#### TASK GOAL:
Carry on the news story about the Philadelphia rally for racial justice in schools, starting after its last sentence.

Keziah Ridgeway and Dana Carter
Keziah Ridgeway, teacher at Northeast High School (left) and Dana Carter, La Salle University professor and policy advisor at the Melanated Educators Collective. (Kimberly Paynter/WHYY)

“Hearing those stories, I think all of us that were Black or teachers of color … we were angry. We just knew that it was time to make our voices heard,” Ridgeway told WHYY. “Teachers make their voices heard in classrooms, and now we’re gonna bring it to the streets.”

MEC and RJOC recently issued a list of 10 demands for the school district that calls for school-based racial and bias training, funding of restorative justice and trauma response practices in schools, and equitable hiring practices of Black teachers, among other reforms. More than 200 individuals and organizations have signed on to a statement of support for the 10 demands.

Philadelphia Home and School Council President Shakeda Gaines, Central High School student Mariame Sisoke and City Councilmember Kendra Brooks were among those who spoke to the crowd of several hundred people.

“We have to fight for restorative justice in our schools in place of police,” Brooks said, speaking to the push to remove police officers from security positions inside schools.

#### INFORMATION GIVEN:
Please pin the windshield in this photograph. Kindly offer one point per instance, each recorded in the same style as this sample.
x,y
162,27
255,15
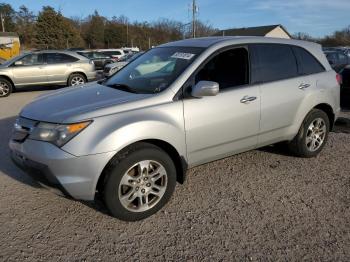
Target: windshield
x,y
155,70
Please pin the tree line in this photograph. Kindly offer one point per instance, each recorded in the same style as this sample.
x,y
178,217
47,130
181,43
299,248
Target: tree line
x,y
50,29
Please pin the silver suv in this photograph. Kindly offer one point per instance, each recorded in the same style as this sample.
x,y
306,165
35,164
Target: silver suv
x,y
45,68
182,104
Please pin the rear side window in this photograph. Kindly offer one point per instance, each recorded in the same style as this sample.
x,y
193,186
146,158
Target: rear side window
x,y
272,62
56,58
307,63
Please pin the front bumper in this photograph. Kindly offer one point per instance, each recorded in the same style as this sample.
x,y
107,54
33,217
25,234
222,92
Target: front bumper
x,y
55,168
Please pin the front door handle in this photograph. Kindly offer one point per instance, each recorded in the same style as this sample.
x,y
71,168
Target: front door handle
x,y
247,99
304,86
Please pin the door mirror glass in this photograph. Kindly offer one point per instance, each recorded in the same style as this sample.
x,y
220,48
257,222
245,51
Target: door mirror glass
x,y
18,63
205,88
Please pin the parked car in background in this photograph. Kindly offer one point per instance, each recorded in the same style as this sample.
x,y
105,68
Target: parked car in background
x,y
341,64
128,50
115,67
337,59
133,136
45,68
100,59
115,54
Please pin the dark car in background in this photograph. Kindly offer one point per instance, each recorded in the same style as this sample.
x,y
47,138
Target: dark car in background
x,y
100,59
337,59
340,62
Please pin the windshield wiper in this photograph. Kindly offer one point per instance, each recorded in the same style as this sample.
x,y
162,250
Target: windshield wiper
x,y
122,87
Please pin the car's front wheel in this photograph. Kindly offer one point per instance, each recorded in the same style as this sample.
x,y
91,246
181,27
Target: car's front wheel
x,y
6,87
140,181
76,79
312,135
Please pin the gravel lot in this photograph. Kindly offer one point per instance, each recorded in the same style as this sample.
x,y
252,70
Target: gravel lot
x,y
260,205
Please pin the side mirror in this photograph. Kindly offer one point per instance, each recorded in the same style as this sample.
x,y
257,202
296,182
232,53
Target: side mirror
x,y
205,88
18,63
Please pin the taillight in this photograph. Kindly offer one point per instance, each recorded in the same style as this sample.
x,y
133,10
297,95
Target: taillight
x,y
339,79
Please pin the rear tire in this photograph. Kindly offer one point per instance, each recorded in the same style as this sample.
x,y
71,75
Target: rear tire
x,y
140,181
76,79
312,135
6,87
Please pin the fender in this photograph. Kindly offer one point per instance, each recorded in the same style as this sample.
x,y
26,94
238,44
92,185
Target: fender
x,y
115,132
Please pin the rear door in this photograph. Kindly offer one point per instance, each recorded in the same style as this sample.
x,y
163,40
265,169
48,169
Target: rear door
x,y
31,72
282,89
228,123
58,67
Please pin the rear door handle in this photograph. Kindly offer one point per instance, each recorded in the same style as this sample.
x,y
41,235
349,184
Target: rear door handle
x,y
247,99
304,86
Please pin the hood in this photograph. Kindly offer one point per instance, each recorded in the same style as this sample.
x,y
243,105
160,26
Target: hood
x,y
73,104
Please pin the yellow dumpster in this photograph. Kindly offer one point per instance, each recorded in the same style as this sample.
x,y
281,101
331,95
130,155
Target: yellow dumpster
x,y
9,45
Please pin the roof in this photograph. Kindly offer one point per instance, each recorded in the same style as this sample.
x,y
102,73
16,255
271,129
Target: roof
x,y
250,31
206,42
8,34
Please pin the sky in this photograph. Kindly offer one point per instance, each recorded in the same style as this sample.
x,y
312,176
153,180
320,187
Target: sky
x,y
315,17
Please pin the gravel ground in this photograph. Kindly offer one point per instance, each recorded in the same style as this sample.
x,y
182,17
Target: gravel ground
x,y
260,205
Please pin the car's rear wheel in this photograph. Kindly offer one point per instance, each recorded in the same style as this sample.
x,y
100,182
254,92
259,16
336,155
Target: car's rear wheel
x,y
312,135
6,87
76,79
140,181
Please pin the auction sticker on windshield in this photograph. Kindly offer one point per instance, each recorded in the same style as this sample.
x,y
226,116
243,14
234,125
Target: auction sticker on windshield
x,y
186,56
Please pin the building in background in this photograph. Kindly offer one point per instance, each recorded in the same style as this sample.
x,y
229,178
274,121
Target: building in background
x,y
9,45
269,31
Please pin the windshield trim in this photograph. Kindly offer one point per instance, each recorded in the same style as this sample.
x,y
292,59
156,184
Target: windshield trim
x,y
157,81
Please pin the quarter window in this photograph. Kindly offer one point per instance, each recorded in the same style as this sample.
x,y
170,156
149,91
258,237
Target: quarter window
x,y
307,63
32,59
229,69
273,62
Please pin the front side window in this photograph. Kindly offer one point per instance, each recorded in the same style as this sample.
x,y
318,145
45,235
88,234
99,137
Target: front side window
x,y
56,58
229,69
155,70
32,59
273,62
307,63
111,53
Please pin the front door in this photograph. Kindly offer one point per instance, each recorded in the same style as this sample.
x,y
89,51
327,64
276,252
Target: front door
x,y
32,71
228,123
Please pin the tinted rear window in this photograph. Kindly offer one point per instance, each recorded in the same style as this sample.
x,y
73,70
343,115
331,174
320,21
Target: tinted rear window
x,y
307,63
273,62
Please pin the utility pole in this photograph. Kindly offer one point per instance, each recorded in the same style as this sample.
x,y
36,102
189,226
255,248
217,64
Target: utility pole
x,y
2,22
127,33
194,12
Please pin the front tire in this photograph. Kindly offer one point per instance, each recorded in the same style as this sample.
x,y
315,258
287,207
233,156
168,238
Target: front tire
x,y
6,87
140,181
312,136
76,79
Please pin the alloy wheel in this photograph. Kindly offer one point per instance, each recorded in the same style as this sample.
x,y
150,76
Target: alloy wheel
x,y
143,186
316,134
77,80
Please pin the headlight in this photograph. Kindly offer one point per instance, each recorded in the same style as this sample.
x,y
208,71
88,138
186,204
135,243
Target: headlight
x,y
57,134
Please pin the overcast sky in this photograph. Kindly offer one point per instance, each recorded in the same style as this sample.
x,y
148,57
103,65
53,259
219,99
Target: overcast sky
x,y
316,17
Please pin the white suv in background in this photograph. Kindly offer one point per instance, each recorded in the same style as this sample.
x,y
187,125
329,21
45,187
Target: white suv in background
x,y
116,54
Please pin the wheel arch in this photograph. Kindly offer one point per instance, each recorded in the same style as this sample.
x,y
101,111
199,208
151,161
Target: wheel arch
x,y
179,161
329,111
76,72
8,79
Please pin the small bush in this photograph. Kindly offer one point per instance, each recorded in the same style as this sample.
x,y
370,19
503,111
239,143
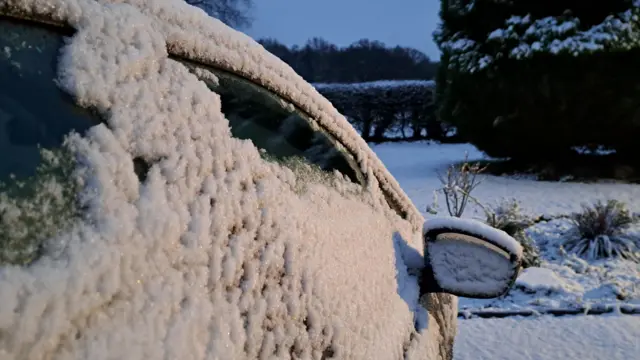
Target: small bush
x,y
599,232
506,216
457,186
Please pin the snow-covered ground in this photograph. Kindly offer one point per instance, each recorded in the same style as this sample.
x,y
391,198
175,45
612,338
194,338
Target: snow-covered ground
x,y
549,338
562,282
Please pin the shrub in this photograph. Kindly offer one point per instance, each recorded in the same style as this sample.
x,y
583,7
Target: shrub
x,y
506,216
599,232
513,72
457,185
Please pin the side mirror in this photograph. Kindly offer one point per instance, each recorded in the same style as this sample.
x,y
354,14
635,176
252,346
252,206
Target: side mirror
x,y
468,258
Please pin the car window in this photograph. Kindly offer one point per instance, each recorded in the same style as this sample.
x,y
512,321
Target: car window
x,y
282,131
37,200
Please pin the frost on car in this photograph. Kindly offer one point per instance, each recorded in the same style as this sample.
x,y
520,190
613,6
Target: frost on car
x,y
174,191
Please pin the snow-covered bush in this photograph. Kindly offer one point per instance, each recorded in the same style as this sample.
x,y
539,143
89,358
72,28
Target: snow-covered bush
x,y
513,72
36,208
507,216
599,232
457,185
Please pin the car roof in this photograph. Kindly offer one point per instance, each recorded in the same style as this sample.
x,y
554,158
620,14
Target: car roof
x,y
193,35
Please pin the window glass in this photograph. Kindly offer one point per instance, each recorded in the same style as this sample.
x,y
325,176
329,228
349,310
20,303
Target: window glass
x,y
281,130
37,200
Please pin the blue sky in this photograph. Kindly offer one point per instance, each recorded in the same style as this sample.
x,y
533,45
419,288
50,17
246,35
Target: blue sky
x,y
394,22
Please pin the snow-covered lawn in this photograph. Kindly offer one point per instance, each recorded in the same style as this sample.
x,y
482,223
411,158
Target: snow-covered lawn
x,y
562,281
549,338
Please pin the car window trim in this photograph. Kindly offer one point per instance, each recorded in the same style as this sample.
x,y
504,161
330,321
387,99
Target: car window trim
x,y
66,30
360,174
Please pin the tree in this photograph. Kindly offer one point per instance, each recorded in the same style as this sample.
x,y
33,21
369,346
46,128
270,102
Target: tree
x,y
364,60
534,78
234,13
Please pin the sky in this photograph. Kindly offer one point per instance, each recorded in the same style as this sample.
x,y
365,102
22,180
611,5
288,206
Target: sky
x,y
342,22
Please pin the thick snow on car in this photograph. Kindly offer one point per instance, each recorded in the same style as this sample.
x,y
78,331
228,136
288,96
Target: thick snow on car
x,y
170,190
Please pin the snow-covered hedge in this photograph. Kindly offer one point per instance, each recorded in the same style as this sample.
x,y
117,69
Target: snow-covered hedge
x,y
521,37
515,72
377,107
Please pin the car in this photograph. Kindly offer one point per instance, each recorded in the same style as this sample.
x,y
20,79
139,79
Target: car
x,y
171,190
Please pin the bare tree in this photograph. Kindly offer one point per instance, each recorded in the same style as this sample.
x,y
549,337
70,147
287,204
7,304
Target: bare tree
x,y
234,13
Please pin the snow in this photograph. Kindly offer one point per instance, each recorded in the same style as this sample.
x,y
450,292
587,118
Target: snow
x,y
564,281
522,37
535,279
218,253
579,337
463,266
484,231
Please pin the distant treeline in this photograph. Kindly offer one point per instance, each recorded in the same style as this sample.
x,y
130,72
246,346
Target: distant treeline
x,y
319,61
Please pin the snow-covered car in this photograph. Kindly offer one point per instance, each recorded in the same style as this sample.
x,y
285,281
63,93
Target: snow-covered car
x,y
173,191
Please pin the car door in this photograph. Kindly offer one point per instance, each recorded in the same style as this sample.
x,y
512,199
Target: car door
x,y
356,248
202,227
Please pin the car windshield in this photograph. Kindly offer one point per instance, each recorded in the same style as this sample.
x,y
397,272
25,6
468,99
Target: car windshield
x,y
34,112
275,126
37,191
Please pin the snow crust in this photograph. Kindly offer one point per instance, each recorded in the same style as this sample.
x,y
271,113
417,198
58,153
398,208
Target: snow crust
x,y
549,338
217,254
498,237
536,279
592,284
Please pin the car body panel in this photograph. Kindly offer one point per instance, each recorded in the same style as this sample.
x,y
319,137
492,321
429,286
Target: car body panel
x,y
217,254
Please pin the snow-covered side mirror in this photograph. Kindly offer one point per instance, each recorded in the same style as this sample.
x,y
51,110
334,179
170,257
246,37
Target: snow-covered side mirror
x,y
468,258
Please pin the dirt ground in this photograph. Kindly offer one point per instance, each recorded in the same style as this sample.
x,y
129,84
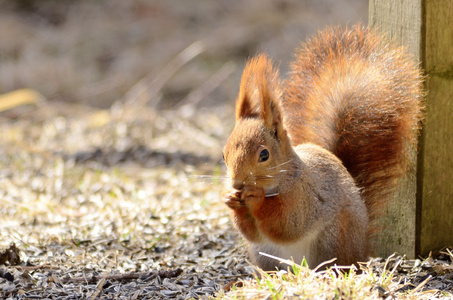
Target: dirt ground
x,y
111,176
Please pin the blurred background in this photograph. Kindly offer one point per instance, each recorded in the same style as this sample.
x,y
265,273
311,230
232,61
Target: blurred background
x,y
94,52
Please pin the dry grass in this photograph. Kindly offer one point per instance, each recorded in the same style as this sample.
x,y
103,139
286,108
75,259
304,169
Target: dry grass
x,y
123,200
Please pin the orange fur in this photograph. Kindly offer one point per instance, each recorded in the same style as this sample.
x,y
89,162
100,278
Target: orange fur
x,y
311,159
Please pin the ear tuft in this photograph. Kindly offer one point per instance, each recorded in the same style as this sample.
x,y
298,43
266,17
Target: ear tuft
x,y
259,93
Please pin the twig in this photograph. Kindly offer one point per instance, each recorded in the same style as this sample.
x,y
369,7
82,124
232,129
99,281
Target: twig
x,y
126,276
152,83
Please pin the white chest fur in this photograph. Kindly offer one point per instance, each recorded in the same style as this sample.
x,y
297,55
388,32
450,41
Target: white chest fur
x,y
295,251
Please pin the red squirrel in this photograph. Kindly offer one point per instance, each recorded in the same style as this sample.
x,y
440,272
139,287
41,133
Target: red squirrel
x,y
312,157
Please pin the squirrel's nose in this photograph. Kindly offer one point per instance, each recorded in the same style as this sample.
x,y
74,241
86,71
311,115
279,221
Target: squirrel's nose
x,y
237,184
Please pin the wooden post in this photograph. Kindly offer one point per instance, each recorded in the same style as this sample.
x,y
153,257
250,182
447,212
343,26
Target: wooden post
x,y
421,217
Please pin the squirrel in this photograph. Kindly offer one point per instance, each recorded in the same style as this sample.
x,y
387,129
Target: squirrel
x,y
312,158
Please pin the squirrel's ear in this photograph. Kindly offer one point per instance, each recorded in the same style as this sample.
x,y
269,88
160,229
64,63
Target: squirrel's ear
x,y
260,92
270,95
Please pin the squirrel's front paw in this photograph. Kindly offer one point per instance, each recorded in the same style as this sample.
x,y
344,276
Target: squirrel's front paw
x,y
252,195
233,200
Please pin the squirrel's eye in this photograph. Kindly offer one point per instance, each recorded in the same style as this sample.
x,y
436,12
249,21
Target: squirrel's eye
x,y
264,155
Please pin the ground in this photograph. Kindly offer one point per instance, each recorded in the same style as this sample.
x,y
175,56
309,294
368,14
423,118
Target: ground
x,y
110,169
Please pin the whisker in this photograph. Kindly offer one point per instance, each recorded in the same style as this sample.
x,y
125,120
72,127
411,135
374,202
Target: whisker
x,y
282,164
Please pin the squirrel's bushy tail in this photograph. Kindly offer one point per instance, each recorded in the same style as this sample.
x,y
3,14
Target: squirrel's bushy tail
x,y
357,95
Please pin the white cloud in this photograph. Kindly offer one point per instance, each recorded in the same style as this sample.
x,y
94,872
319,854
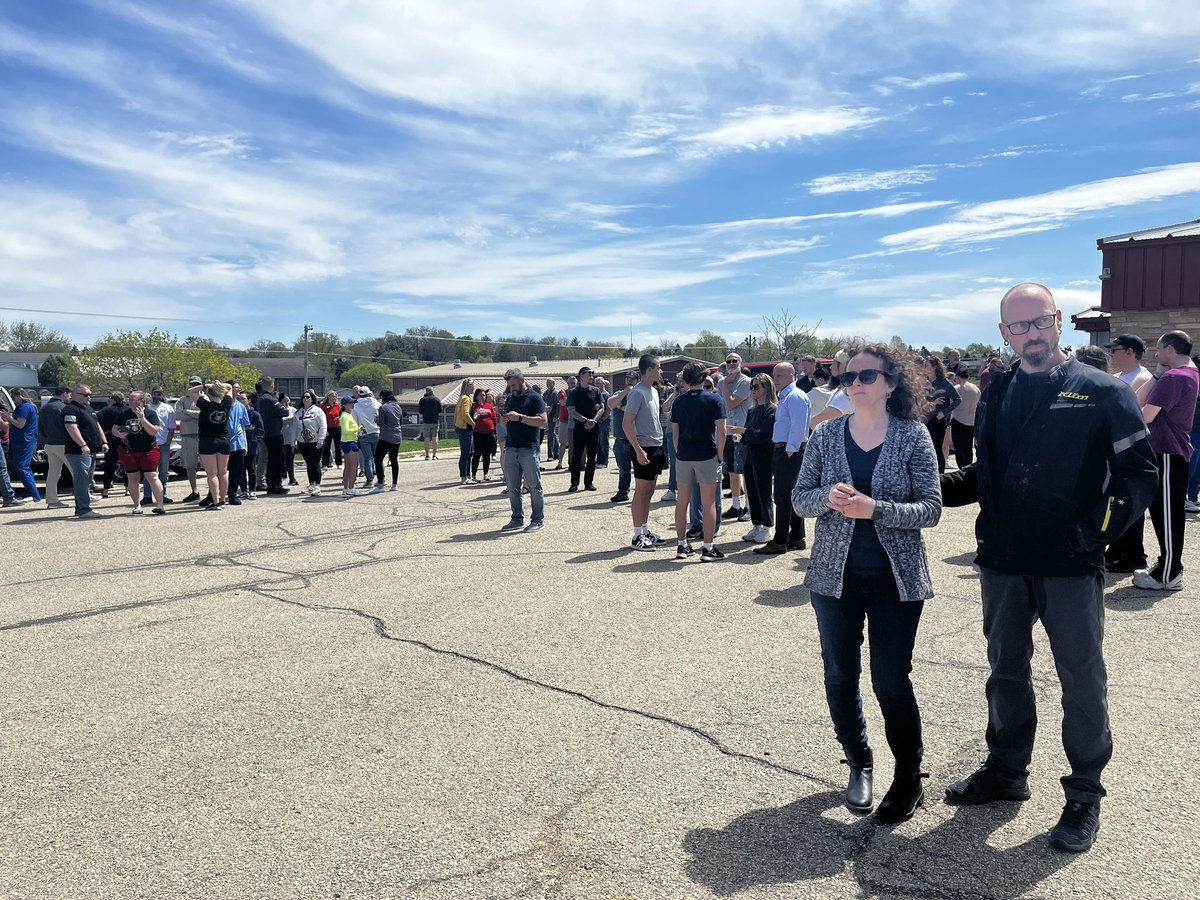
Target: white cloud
x,y
863,180
1045,211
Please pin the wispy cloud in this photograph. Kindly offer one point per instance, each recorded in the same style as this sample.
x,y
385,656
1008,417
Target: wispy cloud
x,y
1047,211
862,180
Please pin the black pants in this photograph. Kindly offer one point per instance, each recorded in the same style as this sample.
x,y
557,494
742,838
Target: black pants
x,y
481,450
963,439
1072,611
784,468
311,454
385,448
937,432
759,481
1167,515
274,462
237,472
583,454
331,454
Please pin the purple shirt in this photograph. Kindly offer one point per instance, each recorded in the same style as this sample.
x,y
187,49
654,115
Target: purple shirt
x,y
1175,395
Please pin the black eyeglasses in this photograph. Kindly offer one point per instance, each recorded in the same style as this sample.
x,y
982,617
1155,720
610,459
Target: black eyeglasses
x,y
1020,328
867,376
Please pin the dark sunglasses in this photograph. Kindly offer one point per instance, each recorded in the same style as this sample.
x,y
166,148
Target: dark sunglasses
x,y
867,376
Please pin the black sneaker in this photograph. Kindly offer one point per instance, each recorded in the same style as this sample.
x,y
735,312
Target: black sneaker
x,y
987,785
1077,827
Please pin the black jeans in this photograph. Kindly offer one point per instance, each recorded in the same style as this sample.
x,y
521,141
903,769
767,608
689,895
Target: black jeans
x,y
1072,611
311,454
759,481
963,441
892,625
583,454
385,448
785,469
331,454
274,462
1167,515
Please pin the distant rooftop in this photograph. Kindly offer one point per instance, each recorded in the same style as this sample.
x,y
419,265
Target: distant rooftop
x,y
1185,229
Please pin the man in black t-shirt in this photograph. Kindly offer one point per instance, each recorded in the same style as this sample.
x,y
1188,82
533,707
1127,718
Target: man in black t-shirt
x,y
84,439
586,408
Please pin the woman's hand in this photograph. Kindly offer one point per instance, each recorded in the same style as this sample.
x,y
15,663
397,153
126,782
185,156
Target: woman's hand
x,y
851,503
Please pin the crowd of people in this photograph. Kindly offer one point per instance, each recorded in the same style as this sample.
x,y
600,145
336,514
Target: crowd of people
x,y
1062,459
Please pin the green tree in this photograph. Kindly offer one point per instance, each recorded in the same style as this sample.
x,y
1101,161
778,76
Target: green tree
x,y
31,337
373,375
54,371
131,360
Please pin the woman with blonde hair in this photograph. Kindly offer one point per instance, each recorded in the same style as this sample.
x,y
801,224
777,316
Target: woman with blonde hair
x,y
463,427
756,435
214,438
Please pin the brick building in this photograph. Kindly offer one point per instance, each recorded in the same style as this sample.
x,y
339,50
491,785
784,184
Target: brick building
x,y
1150,283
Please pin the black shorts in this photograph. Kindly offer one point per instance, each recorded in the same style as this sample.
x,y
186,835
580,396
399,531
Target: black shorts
x,y
213,445
655,463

#### ANSWER TO THE EXERCISE:
Data shows that schools with police are more likely to refer children to law enforcement, including for non-serious violent behaviors. In 43 states and the District of Columbia, Black students are more likely to be arrested than other students while at school, according to an analysis by the Education Week Research Center.

Sheyla Street
Sheyla Street, a junior at Central High School, talks about experiences she’s had with racist staff at Philadelphia schools over the years. (Kimberly Paynter/WHYY)

Students joined teachers in voicing their concerns over racial equity. Youma Diabira, a student at Central High School, spoke to the need for culturally responsive curriculums in Philly schools.

“Expand the curriculum,” Diabira said. “Black students deserve to read black books by Black authors.”

Central High student Sheyla Street spoke about the critical need in the Philadelphia School District for an official process for reporting violations relating to race and discrimination.

“How can Black teachers be there for Black students if they can’t speak up about racial injustices in their schools?” Street asked. “We demand for a process that protects students and staff that report violations of racism and discrimination.”

Of the march organizers’ demand that the school district institute antiracist training for all Philadelphia teachers and school staff, Central student Mariame Sisoke said, “This training must be ongoing and a regular process of professional and personal development.”

Andrea Caison and Amy Pittman, both public middle school teachers in Philadelphia, said they joined the march to advocate for the disproportionate number of Black students in special education.

“We need policymakers and educators to acknowledge that race matters,” Pittman said.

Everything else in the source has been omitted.